Text excerpt =>
Are these private reports to their shareholders? Or are you talking about something published publicly?
 
@ Thatchinho & babelfisch

It's already been established in the first post of the thread that this is a financial accounting report. Business often use it as a metric to make decisions on what to do next, including whether or not to keep supporting something. That decision might be to kill it, but it might also be to enhance it or change it to extend the life of the product. Which is likely why we are seeing enhancements and possibly a rewrite to the game.

I hope I didn't get it completely wrong, but it certainly makes more sense than 'the world will end in 2 years, 4 days, 26 minutes and 30 seconds' (that's what the rabbit said!).

The only people who are saying the "the world will end" are the ones who don't understand typical accounting practices. Again, it's a metric that helps companies and investors make a decision on what to do next and is not solely about whether or not they kill something or not.


Then you just said what I originally replied with. So what was the point. Just agree with me. As I said, with all expansions there is always a partial rewrite of code for it to fit in properly.

Given instruction a => In the forum excerpt, what kind of report does the first post of the thread establish this to be?
The forum excerpt and the records that follow it are unrelated material.

(Extracted data entries)
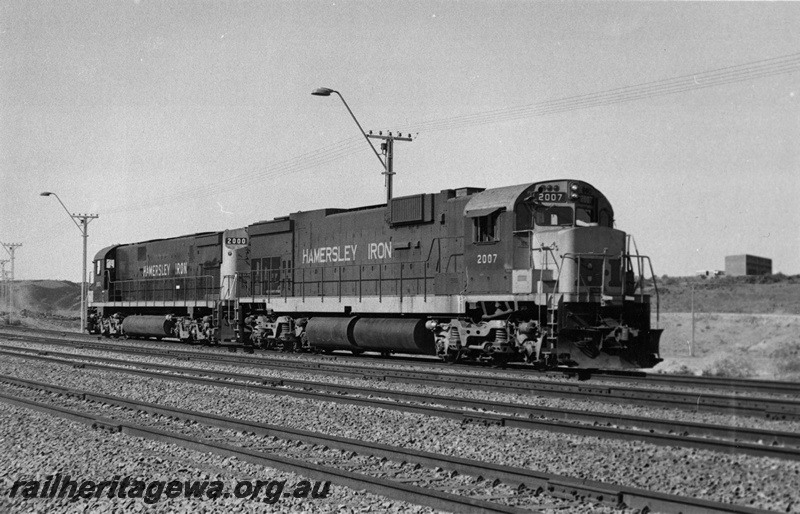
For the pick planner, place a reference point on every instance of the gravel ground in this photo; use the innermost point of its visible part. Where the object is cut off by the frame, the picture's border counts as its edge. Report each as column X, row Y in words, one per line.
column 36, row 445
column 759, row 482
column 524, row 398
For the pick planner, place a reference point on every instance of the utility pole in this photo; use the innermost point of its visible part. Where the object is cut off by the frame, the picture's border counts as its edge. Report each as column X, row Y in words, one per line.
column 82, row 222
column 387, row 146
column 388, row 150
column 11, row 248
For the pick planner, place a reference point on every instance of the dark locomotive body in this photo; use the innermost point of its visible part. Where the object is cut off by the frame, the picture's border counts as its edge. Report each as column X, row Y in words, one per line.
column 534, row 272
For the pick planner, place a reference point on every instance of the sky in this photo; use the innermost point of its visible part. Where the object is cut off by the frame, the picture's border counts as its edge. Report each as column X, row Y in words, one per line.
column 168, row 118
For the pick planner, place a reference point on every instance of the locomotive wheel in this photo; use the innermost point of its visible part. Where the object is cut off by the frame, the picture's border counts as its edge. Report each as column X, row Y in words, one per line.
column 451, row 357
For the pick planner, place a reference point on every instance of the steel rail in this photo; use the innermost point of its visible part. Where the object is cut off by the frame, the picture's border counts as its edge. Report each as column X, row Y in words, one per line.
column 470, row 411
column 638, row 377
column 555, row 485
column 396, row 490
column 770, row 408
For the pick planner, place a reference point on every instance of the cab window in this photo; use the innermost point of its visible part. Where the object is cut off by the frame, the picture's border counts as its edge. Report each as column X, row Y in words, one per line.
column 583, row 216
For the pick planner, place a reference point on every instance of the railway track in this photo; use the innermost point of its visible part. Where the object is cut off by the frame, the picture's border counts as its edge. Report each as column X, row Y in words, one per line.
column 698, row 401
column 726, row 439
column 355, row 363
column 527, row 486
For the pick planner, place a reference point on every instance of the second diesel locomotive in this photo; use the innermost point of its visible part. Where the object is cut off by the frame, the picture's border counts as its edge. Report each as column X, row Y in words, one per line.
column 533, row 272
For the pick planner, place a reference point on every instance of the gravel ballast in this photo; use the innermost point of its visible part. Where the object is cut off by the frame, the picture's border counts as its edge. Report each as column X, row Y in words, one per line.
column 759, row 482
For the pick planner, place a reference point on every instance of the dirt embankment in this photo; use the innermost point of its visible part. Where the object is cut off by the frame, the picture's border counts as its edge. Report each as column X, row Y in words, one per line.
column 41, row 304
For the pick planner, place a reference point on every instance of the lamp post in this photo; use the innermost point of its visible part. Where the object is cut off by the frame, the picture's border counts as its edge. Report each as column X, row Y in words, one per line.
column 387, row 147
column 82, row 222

==

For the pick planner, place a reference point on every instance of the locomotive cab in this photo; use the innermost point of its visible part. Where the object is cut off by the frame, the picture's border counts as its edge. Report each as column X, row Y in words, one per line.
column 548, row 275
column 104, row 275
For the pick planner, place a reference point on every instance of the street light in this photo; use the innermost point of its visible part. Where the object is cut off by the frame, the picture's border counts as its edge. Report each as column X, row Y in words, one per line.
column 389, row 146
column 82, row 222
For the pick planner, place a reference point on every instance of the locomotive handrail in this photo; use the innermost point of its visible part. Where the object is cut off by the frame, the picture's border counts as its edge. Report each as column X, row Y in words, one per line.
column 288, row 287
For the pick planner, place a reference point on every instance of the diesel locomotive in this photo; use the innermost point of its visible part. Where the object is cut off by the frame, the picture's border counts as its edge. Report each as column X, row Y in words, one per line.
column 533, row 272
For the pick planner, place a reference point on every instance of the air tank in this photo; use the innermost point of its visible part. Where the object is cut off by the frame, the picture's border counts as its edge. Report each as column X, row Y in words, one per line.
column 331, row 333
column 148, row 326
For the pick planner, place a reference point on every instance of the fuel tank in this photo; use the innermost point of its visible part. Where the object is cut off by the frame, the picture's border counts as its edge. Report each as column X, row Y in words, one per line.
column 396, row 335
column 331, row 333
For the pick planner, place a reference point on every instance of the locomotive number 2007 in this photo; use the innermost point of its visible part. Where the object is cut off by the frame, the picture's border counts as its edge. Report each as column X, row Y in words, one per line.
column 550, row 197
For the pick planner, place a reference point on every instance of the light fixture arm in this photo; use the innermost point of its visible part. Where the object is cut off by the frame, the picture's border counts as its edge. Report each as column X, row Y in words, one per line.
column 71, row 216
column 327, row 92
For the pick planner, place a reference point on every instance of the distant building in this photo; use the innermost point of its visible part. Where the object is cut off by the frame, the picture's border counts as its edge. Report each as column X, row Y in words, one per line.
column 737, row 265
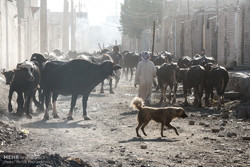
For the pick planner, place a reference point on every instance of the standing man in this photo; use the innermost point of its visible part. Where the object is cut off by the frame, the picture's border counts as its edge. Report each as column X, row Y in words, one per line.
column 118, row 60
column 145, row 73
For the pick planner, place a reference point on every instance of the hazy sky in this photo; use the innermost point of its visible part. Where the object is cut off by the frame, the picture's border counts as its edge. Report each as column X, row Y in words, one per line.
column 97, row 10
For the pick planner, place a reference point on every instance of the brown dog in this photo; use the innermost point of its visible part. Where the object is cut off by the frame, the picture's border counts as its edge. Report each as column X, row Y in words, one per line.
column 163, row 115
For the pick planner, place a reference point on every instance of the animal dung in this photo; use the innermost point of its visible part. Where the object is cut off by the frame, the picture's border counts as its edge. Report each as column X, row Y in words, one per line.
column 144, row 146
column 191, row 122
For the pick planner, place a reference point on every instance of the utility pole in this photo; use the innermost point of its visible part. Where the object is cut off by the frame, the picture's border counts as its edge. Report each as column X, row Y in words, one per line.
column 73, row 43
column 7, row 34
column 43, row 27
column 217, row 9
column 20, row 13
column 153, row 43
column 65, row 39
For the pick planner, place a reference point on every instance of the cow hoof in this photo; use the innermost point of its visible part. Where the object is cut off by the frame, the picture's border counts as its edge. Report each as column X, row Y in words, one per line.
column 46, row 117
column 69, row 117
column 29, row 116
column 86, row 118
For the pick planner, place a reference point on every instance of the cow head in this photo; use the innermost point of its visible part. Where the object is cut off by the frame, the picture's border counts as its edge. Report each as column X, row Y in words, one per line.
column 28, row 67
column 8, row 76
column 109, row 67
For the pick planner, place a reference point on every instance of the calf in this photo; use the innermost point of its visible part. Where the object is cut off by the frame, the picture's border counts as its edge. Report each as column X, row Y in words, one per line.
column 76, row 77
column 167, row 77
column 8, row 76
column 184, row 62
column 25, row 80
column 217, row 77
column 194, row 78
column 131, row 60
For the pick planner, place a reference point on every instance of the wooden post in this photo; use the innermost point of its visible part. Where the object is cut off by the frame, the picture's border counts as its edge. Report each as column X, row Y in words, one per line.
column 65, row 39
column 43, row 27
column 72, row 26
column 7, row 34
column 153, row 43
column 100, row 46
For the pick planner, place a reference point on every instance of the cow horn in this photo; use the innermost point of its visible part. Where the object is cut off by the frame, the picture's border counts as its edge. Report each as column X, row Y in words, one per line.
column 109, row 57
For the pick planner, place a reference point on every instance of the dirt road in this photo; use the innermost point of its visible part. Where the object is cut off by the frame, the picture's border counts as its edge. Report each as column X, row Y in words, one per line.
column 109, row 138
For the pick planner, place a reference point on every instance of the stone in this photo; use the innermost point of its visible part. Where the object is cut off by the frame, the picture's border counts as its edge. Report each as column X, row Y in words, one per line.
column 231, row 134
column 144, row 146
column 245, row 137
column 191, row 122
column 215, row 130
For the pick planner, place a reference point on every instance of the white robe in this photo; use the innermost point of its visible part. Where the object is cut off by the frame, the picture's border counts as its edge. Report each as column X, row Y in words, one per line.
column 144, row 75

==

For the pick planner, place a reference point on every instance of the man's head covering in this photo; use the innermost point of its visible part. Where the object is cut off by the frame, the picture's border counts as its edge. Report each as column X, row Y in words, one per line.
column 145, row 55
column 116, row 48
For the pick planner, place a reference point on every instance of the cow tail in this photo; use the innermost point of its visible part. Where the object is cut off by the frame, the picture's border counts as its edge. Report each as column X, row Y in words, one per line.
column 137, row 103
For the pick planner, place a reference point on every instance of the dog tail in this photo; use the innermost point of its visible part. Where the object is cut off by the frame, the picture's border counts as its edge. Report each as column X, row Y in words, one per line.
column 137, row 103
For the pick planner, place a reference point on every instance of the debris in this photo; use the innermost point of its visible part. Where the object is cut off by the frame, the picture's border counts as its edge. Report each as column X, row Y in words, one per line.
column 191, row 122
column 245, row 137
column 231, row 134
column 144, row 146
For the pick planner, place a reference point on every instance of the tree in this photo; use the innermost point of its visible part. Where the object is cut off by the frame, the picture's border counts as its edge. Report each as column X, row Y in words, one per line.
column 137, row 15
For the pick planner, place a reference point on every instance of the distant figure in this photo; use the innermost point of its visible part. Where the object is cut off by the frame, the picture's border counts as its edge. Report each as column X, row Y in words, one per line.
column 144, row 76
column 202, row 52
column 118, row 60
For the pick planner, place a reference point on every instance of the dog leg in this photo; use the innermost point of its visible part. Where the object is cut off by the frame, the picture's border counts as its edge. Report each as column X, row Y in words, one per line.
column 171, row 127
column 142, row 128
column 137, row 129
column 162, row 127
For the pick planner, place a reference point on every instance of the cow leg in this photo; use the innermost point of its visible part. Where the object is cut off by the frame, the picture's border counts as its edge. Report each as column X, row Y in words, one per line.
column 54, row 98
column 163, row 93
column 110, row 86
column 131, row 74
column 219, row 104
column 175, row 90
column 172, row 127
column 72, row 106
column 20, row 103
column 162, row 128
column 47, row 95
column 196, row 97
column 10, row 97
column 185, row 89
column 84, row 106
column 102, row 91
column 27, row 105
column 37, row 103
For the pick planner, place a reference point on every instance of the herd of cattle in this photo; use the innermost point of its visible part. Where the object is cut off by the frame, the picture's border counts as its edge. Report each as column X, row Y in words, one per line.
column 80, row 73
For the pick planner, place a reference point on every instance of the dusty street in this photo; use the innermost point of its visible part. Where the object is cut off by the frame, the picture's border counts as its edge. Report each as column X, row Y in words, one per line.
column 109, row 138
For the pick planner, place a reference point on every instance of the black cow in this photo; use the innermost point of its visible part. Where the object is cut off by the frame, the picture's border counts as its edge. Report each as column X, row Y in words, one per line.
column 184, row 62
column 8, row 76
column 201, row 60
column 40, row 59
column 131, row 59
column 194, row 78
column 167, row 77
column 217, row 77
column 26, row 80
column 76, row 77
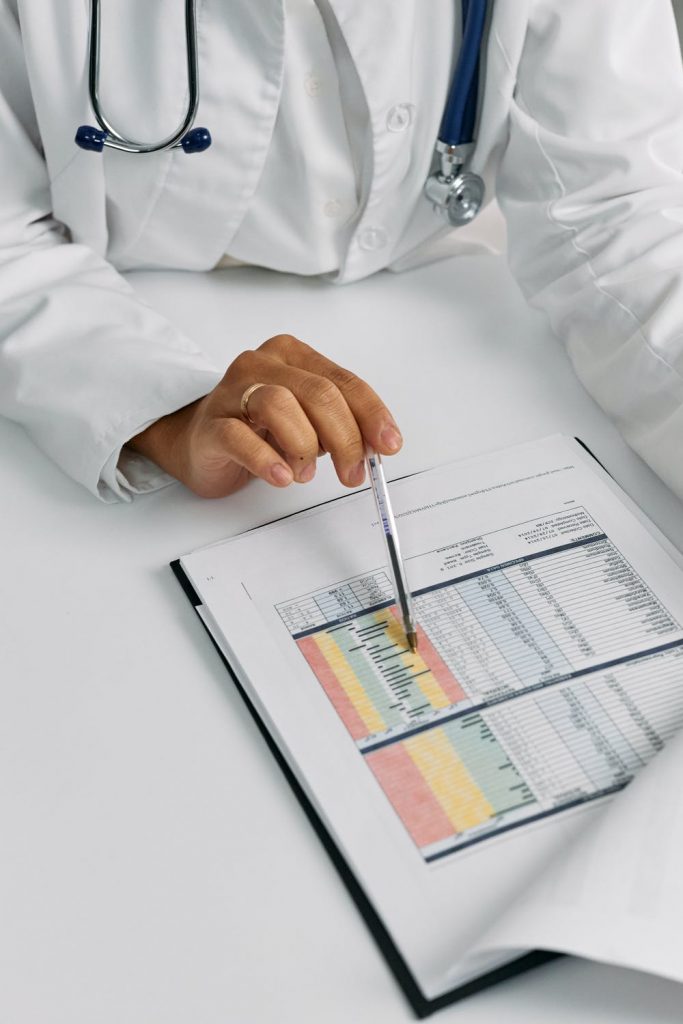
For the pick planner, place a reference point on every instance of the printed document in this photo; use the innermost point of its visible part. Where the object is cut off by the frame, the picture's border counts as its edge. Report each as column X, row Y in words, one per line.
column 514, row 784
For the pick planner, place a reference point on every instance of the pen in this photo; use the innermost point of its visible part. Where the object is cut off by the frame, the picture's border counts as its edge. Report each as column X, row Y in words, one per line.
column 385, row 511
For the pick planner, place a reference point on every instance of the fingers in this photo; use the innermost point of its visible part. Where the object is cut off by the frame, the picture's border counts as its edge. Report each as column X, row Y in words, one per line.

Given instruction b => Copy the lines of the records word for word, starting at the line containing "of the wooden" and ending at the line containing "column 109, row 57".

Correct output a => A financial accounting report.

Correct output b =>
For the pick planner, place a reference point on every instance of the wooden post in this photo; use the innermost point of its visible part. Where the object is cut off by the frame, the picture's border counts as its edge. Report each as column X, row Y in words, one per line.
column 65, row 39
column 43, row 27
column 72, row 26
column 7, row 34
column 153, row 43
column 100, row 46
For the pick planner, place a reference point on every instance of the cow horn in this photo; use the innermost point of its visible part. Where the object is cut off by the frame, the picture's border counts as its edge. Report each as column X, row Y in words, one per line.
column 109, row 57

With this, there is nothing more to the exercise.